**Requirements:** Turn each line of the listing below into an entry of a numbered list, leaving out any blank lines.

=======

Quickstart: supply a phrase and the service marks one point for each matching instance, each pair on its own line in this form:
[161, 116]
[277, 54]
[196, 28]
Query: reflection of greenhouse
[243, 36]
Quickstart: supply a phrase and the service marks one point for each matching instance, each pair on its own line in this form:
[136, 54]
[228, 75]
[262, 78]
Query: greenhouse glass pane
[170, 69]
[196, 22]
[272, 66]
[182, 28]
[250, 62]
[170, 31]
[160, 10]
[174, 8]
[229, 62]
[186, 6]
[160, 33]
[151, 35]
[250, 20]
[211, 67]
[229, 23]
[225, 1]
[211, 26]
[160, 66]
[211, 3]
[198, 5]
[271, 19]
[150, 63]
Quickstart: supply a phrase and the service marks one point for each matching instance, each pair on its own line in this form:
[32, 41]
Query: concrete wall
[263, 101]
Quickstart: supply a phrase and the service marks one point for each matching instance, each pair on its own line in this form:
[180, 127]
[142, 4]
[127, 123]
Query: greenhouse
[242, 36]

=======

**Written solution:**
1. Quickstart: supply a phrase and the service marks one point for each matching instance, each pair on its own line in this form:
2. [161, 116]
3. [277, 54]
4. [196, 28]
5. Query: reflection of greenhouse
6. [243, 36]
7. Quickstart: supply a phrase and the service marks one point for each matching instance, each pair on its own line in this form:
8. [136, 54]
9. [228, 75]
10. [262, 78]
11. Query: greenhouse glass pane
12. [170, 69]
13. [196, 22]
14. [272, 66]
15. [182, 28]
16. [250, 62]
17. [170, 31]
18. [160, 10]
19. [174, 8]
20. [229, 62]
21. [186, 6]
22. [160, 33]
23. [151, 35]
24. [250, 20]
25. [211, 67]
26. [229, 23]
27. [225, 1]
28. [211, 26]
29. [160, 66]
30. [211, 3]
31. [198, 5]
32. [271, 19]
33. [150, 63]
34. Quickstart: supply a phrase and the service marks one point for each matching instance, each pair on its own line in this form:
35. [32, 41]
36. Query: concrete wall
37. [263, 101]
38. Quickstart: supply a phrase and the service marks one point for each matching instance, each pair on its own line in this form:
39. [180, 127]
40. [142, 4]
41. [127, 123]
42. Query: greenhouse
43. [242, 36]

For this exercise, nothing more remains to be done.